▶ [Problem to solve] Below are some entries. Repeat exactly the lines from the one with "Give one point for each instance of the black alloy" through the one with "Give one point for each instance of the house", and only those.

▶ [Records provided]
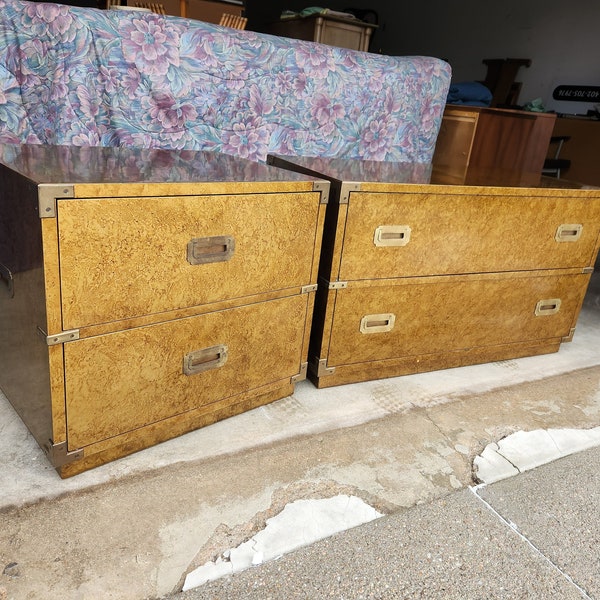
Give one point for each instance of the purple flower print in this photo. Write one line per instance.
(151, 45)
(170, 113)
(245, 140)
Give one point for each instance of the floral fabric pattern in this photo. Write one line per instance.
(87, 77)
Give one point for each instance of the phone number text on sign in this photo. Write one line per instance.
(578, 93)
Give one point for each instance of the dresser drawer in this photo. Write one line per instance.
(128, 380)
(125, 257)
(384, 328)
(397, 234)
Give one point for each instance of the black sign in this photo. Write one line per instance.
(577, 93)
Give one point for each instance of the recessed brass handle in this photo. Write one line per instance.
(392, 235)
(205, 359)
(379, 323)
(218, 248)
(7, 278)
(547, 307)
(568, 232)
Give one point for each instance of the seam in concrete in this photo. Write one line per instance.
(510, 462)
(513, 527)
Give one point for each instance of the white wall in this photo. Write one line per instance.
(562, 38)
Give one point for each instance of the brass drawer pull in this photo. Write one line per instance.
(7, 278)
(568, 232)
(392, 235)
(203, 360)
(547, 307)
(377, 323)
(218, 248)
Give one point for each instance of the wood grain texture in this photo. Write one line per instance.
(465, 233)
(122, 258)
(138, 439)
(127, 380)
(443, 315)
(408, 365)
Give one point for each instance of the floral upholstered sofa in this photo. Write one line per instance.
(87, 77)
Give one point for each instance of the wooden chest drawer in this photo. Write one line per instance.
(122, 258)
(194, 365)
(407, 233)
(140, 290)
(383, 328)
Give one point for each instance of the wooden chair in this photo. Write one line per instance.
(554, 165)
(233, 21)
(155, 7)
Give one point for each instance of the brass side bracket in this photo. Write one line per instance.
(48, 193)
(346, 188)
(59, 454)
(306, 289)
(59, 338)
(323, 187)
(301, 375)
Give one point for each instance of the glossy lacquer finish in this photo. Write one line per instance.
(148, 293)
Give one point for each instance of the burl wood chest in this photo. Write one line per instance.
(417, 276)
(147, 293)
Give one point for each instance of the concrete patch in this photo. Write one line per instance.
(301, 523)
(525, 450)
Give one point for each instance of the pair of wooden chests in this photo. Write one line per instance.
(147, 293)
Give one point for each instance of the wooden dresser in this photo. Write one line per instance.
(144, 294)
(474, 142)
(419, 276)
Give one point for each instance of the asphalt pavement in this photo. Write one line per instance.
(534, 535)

==

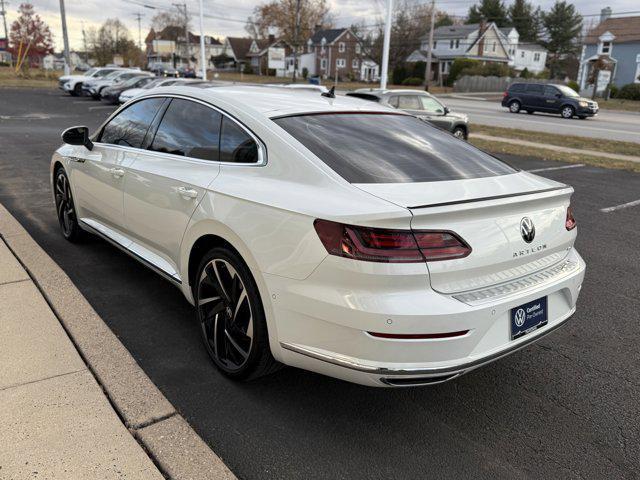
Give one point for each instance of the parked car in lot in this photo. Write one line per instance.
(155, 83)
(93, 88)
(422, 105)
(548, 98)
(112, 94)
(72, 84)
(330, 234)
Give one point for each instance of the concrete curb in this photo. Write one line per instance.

...

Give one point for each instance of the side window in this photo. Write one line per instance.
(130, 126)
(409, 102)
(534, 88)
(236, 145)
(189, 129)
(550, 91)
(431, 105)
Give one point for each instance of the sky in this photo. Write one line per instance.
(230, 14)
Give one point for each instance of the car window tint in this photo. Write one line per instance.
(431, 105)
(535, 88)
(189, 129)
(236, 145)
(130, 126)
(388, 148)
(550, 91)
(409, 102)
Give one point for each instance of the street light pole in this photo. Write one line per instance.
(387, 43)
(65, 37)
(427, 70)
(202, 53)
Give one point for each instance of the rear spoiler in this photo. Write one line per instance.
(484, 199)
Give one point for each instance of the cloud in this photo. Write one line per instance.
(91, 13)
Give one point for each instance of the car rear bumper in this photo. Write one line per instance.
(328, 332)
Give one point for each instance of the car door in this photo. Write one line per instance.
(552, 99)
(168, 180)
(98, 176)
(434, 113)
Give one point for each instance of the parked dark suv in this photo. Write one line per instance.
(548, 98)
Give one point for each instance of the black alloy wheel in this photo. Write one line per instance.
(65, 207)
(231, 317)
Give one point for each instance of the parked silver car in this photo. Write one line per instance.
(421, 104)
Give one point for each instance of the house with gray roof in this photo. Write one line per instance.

▶ [Exercise result]
Give one point for each instance of the black alloy wheel in this photo. Write one line per instance.
(65, 207)
(231, 317)
Give one point for each instance of the parked silver car in this photo. Write one line per instance.
(421, 104)
Give one point for each instance of the house with gray roof in this photo. Write one line per instance.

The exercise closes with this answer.